- [GIVEN EXERCISE]:
Please write out exactly the lines that begin at the line containing "Teacher note: indicate the truck windshield" and run to the end of the records.

- [SUPPLIED DATA]:
------------------------

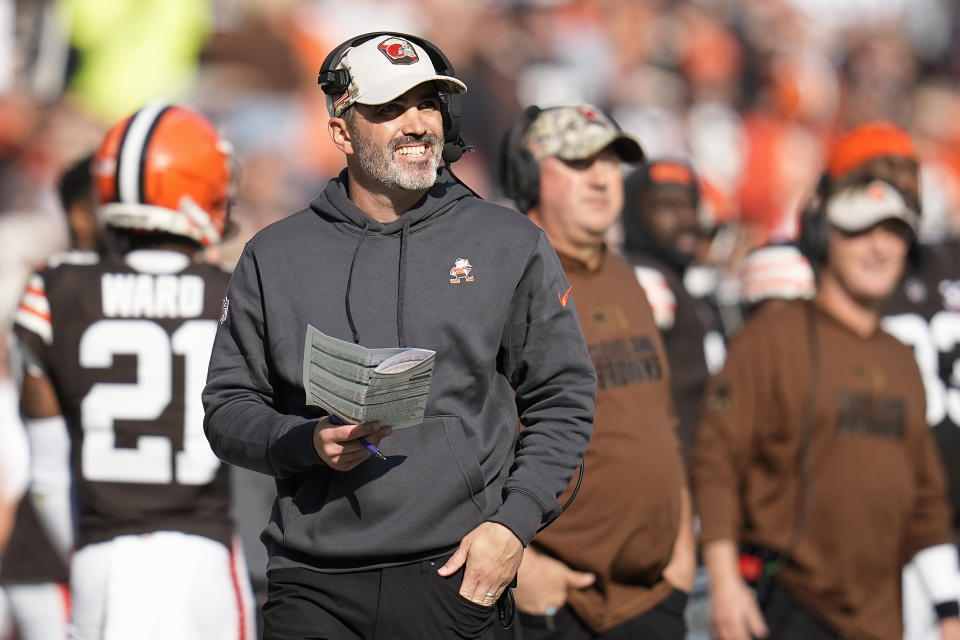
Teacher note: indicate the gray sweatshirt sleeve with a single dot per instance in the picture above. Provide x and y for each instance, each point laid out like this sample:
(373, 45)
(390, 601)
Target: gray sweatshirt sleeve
(240, 420)
(544, 356)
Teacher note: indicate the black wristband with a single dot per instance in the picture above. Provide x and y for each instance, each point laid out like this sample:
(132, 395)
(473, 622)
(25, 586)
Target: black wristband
(948, 609)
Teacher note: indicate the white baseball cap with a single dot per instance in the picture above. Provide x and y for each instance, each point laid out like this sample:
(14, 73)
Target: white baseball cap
(859, 208)
(385, 67)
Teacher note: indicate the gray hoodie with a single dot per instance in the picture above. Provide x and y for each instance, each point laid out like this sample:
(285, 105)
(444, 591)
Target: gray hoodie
(509, 351)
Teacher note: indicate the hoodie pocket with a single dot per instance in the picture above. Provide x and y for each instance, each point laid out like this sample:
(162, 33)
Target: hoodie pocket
(426, 496)
(465, 459)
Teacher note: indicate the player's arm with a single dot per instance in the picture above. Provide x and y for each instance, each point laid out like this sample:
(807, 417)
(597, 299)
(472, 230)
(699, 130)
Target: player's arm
(14, 452)
(41, 412)
(682, 567)
(50, 479)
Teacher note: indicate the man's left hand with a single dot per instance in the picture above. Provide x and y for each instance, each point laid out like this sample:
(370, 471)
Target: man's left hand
(492, 555)
(950, 629)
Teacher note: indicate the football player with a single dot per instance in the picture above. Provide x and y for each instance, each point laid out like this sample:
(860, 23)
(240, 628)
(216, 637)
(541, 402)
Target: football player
(117, 349)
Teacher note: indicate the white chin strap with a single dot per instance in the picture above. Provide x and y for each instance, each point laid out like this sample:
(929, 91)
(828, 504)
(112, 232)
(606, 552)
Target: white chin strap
(190, 220)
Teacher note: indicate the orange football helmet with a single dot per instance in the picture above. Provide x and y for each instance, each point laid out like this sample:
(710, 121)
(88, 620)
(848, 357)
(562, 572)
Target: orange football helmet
(165, 169)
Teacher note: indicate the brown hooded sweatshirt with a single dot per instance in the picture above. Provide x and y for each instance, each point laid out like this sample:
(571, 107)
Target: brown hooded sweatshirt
(624, 521)
(867, 494)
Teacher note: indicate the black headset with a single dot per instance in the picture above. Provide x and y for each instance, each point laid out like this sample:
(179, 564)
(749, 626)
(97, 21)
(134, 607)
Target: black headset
(519, 171)
(334, 82)
(814, 234)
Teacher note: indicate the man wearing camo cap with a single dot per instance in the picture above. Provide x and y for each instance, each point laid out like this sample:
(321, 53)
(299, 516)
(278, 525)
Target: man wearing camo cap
(618, 563)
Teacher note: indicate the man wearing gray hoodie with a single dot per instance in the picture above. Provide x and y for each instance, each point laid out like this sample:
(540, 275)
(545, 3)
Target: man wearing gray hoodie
(397, 252)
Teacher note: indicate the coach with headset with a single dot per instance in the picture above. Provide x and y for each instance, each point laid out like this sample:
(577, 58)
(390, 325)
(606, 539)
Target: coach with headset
(397, 252)
(814, 474)
(620, 561)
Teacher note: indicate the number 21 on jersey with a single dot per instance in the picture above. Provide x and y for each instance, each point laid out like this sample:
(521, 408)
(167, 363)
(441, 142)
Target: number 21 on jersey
(152, 461)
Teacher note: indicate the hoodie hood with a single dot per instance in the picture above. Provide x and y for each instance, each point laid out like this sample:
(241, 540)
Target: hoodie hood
(334, 204)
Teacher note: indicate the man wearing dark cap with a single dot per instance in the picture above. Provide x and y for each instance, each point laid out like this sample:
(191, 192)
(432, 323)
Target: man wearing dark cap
(620, 560)
(661, 234)
(814, 474)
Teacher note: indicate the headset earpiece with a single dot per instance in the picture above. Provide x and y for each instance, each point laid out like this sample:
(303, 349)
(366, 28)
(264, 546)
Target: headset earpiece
(334, 82)
(814, 235)
(519, 172)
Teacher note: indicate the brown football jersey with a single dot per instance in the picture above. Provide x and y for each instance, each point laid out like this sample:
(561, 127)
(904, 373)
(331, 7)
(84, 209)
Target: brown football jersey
(126, 342)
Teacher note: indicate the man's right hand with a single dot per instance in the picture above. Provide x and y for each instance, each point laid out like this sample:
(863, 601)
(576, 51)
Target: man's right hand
(733, 608)
(542, 583)
(337, 445)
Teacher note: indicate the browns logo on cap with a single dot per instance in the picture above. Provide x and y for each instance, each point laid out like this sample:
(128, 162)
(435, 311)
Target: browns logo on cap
(398, 51)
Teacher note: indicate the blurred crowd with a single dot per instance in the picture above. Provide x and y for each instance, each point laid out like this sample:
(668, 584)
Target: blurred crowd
(749, 94)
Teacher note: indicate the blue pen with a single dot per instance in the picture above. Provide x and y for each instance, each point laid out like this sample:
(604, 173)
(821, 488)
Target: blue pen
(366, 443)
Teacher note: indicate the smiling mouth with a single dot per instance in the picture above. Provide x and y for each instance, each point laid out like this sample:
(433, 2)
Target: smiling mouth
(412, 151)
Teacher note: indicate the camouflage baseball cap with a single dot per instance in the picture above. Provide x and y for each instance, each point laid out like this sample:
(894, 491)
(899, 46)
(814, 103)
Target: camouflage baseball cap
(575, 133)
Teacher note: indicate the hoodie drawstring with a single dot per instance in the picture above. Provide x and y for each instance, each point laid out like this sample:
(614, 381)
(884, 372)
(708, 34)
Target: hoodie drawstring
(401, 281)
(353, 327)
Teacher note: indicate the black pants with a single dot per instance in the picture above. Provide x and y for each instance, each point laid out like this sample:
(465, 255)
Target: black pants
(787, 620)
(663, 622)
(399, 603)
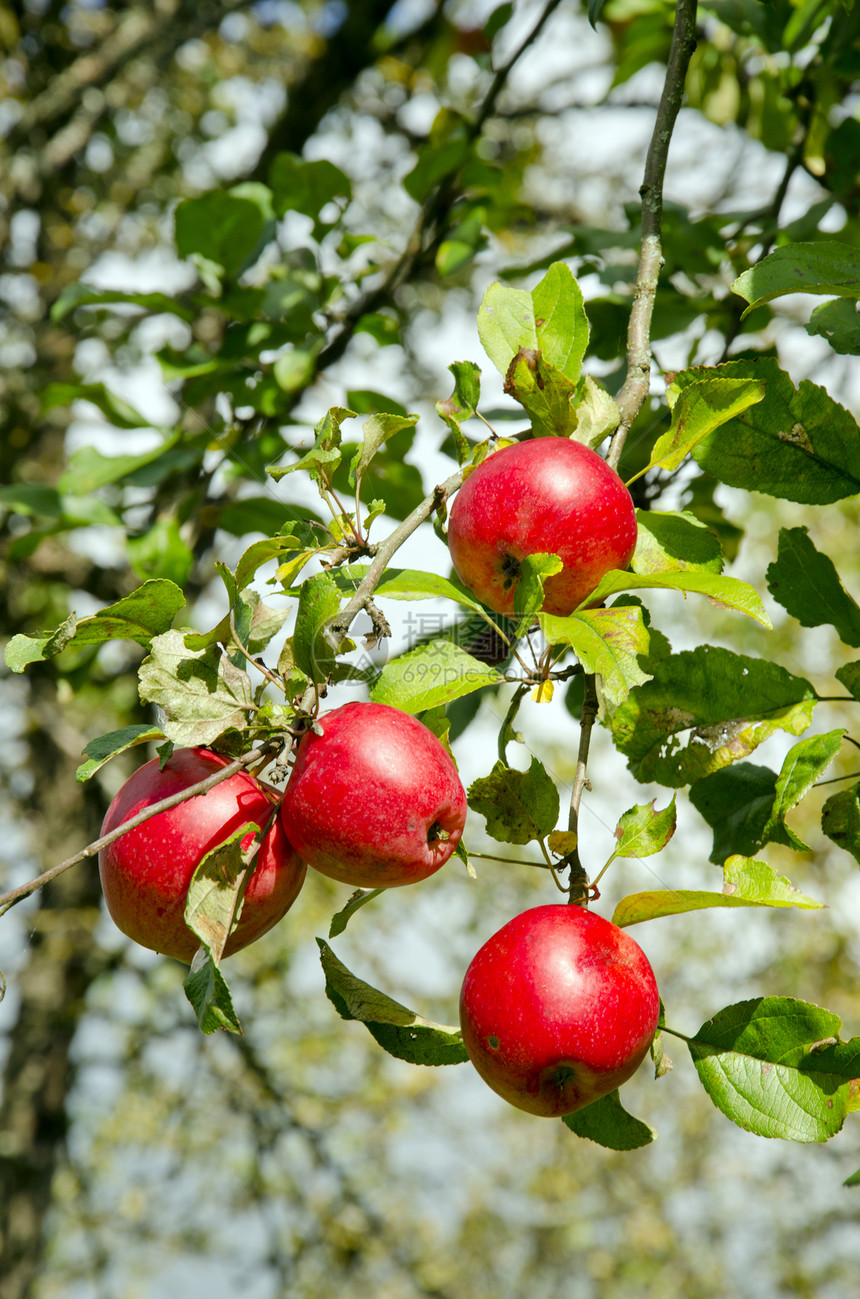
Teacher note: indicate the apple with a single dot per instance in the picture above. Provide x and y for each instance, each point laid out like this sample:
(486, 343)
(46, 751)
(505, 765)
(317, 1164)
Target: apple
(557, 1009)
(544, 496)
(146, 873)
(373, 800)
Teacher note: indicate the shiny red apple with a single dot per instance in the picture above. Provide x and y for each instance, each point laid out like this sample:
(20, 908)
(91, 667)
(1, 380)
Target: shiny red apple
(544, 496)
(373, 800)
(557, 1009)
(146, 873)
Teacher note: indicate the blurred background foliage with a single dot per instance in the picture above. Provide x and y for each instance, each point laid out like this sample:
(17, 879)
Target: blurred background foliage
(138, 1159)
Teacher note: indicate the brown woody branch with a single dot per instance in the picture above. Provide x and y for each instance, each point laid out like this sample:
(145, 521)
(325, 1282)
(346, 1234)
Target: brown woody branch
(637, 385)
(13, 895)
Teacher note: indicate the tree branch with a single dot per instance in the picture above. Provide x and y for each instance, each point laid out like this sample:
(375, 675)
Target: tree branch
(430, 224)
(339, 625)
(637, 385)
(13, 895)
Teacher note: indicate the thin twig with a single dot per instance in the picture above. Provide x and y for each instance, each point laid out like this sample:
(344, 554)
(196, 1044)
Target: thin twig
(430, 222)
(637, 385)
(248, 759)
(341, 624)
(580, 782)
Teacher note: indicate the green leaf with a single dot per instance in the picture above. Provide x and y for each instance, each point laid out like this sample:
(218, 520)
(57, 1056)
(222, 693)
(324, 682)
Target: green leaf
(839, 324)
(209, 995)
(728, 703)
(325, 454)
(606, 642)
(745, 883)
(596, 415)
(216, 891)
(607, 1122)
(88, 470)
(803, 764)
(104, 747)
(202, 693)
(300, 186)
(698, 409)
(461, 404)
(737, 803)
(534, 569)
(777, 1068)
(594, 11)
(408, 585)
(431, 674)
(544, 392)
(726, 591)
(643, 830)
(318, 603)
(139, 616)
(118, 412)
(376, 431)
(342, 917)
(161, 552)
(807, 585)
(518, 806)
(802, 268)
(222, 227)
(83, 295)
(550, 320)
(398, 1030)
(673, 542)
(798, 443)
(841, 820)
(850, 677)
(298, 539)
(295, 368)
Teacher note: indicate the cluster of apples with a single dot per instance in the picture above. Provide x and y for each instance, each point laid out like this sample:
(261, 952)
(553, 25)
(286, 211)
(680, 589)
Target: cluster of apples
(560, 1006)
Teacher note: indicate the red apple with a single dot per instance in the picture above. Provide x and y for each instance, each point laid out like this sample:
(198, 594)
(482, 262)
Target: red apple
(544, 496)
(374, 800)
(557, 1008)
(146, 873)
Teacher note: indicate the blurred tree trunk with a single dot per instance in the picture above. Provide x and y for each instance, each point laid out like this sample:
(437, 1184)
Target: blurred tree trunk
(60, 965)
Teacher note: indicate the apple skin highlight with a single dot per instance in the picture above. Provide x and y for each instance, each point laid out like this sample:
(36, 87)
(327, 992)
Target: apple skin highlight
(557, 1009)
(146, 873)
(543, 496)
(374, 800)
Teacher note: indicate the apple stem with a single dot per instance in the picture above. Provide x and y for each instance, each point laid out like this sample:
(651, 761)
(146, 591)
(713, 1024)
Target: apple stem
(512, 861)
(578, 878)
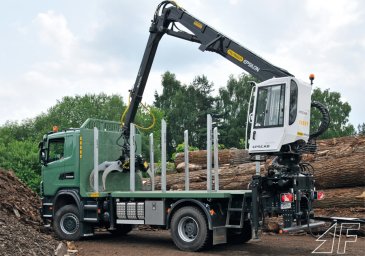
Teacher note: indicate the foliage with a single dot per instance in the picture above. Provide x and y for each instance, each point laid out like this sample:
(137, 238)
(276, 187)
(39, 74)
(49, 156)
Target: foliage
(361, 129)
(232, 104)
(339, 114)
(185, 108)
(22, 158)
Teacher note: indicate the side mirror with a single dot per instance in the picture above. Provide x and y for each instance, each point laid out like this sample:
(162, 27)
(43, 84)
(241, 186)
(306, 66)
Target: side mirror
(42, 154)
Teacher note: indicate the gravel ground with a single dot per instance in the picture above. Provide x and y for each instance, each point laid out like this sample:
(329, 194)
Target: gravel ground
(142, 242)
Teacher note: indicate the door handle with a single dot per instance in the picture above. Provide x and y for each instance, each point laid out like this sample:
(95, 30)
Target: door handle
(67, 176)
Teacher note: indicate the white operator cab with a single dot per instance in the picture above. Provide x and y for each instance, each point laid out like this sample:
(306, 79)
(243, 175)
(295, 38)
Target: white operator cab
(281, 114)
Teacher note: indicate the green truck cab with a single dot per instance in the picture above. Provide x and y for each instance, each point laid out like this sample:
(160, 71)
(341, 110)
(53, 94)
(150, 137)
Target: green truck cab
(72, 207)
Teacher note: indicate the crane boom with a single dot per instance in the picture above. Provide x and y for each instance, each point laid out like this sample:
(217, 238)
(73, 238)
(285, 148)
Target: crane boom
(209, 39)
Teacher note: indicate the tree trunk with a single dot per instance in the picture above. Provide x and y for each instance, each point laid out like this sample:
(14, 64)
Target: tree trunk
(342, 198)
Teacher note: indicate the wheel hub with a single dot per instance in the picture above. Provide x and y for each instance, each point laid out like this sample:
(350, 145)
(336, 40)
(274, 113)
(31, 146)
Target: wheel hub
(69, 223)
(188, 229)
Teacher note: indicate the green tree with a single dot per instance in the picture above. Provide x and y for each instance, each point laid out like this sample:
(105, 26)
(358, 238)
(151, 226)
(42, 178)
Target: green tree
(232, 104)
(185, 108)
(22, 158)
(361, 129)
(19, 141)
(339, 114)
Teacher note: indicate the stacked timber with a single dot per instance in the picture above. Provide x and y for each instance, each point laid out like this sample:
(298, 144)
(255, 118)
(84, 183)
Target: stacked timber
(339, 166)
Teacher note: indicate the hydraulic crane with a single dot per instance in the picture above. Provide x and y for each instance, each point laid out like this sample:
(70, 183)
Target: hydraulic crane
(280, 120)
(287, 120)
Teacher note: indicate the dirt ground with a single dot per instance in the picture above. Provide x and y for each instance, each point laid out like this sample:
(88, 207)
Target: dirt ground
(140, 242)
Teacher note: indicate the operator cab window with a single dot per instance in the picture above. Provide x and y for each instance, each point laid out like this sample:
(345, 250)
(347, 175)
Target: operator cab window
(56, 149)
(270, 106)
(293, 102)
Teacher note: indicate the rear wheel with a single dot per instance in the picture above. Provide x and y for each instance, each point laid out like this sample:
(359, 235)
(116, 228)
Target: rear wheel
(189, 229)
(66, 223)
(240, 236)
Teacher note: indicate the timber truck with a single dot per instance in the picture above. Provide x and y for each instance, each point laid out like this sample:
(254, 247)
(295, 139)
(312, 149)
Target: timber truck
(92, 175)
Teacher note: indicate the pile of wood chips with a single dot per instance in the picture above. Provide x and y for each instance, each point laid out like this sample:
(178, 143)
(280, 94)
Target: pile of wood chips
(21, 231)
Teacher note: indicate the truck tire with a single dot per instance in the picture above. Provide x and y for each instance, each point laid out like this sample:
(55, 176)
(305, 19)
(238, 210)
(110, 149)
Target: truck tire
(189, 229)
(121, 230)
(240, 236)
(66, 223)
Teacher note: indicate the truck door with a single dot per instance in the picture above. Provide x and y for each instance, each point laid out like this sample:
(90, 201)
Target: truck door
(268, 124)
(60, 169)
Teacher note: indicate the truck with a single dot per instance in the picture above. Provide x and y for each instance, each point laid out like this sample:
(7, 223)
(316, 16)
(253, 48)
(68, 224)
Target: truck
(92, 175)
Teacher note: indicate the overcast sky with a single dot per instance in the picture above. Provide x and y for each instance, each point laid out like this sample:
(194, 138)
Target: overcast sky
(52, 49)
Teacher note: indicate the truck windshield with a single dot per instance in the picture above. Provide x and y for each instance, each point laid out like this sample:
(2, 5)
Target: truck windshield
(55, 149)
(270, 106)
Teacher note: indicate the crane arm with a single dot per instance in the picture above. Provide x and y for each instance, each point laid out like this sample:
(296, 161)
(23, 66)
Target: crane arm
(167, 14)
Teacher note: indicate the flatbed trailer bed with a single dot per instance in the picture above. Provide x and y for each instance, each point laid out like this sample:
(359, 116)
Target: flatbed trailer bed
(174, 194)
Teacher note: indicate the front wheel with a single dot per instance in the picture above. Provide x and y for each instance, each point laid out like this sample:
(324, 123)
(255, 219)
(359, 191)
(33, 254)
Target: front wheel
(189, 229)
(66, 223)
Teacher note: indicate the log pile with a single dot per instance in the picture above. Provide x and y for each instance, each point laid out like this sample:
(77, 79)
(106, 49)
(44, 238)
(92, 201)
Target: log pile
(339, 171)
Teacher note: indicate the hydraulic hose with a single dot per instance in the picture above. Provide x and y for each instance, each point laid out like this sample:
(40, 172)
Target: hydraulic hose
(325, 122)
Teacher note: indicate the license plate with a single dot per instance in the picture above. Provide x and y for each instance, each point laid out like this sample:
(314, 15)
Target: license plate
(285, 205)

------------------------

- [RESULT FOR THIS TASK]:
Teacher note: indicate the truck windshield with a single dot per instance in the picture above. Provide x and y for each instance, each point laid out like this sample:
(2, 5)
Target: truck windshield
(55, 149)
(270, 106)
Teacher note: indicate the crane arm with a single dot per instance in the picture above. Provide x and y for each instance, each point laid out like this sample:
(296, 161)
(23, 66)
Target: crane arm
(167, 14)
Teacher note: indicate the flatbed trailer bed with a single dot per instance in the picture above. Provide x and y for each instance, each point laid out like this sample:
(359, 116)
Target: flatbed trailer bed
(174, 194)
Teacher note: indicate the front wheel with a single dot per instance in the picture above. Provide x and y for each instance, each point laid out like this sample:
(324, 123)
(255, 219)
(359, 191)
(33, 254)
Target: front wheel
(189, 229)
(66, 223)
Teacher note: indicate the log pile with a single dot per instance in the picture above. Provide x and y for each instance, each point laid out like this sample:
(77, 79)
(106, 49)
(44, 238)
(92, 201)
Target: log pile
(339, 171)
Teacher note: indicate the hydraulic hose with a single dot per instance in the picture above. Provide x and y for each instance, each point laid out like this sample:
(40, 172)
Target: hydraulic hose
(325, 122)
Teacher note: indicate the license plate with a single dot per instance in the picture above. Provide x and y for each instance, each point laid out like this sample:
(314, 15)
Target: license plate
(285, 205)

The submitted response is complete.